* _PROBLEM_: Would you please transcribe the records below exactly, leaving out the pictures?

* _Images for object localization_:
-*-

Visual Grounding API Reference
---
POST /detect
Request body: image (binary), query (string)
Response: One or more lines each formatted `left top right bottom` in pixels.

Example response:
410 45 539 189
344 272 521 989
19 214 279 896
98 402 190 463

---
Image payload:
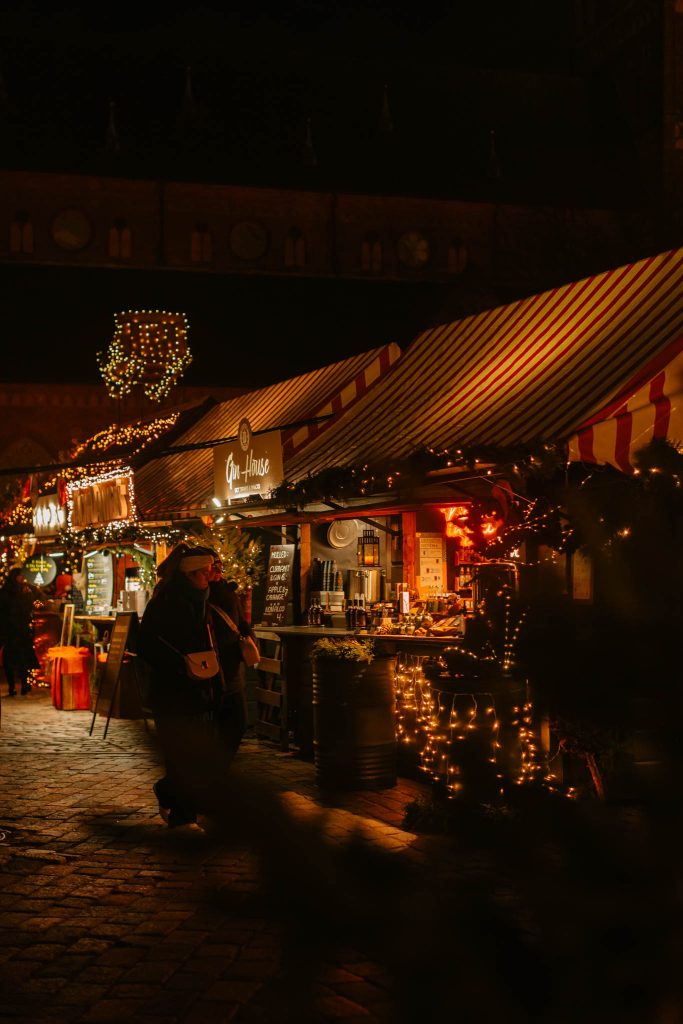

-*-

* _RESPONSE TO THE TASK_:
Visual Grounding API Reference
---
POST /detect
Request body: image (binary), query (string)
Response: One or more lines each formatted `left top right bottom` in pixels.

Example response:
410 45 539 189
344 272 521 989
19 214 279 896
98 402 190 463

---
Image payload:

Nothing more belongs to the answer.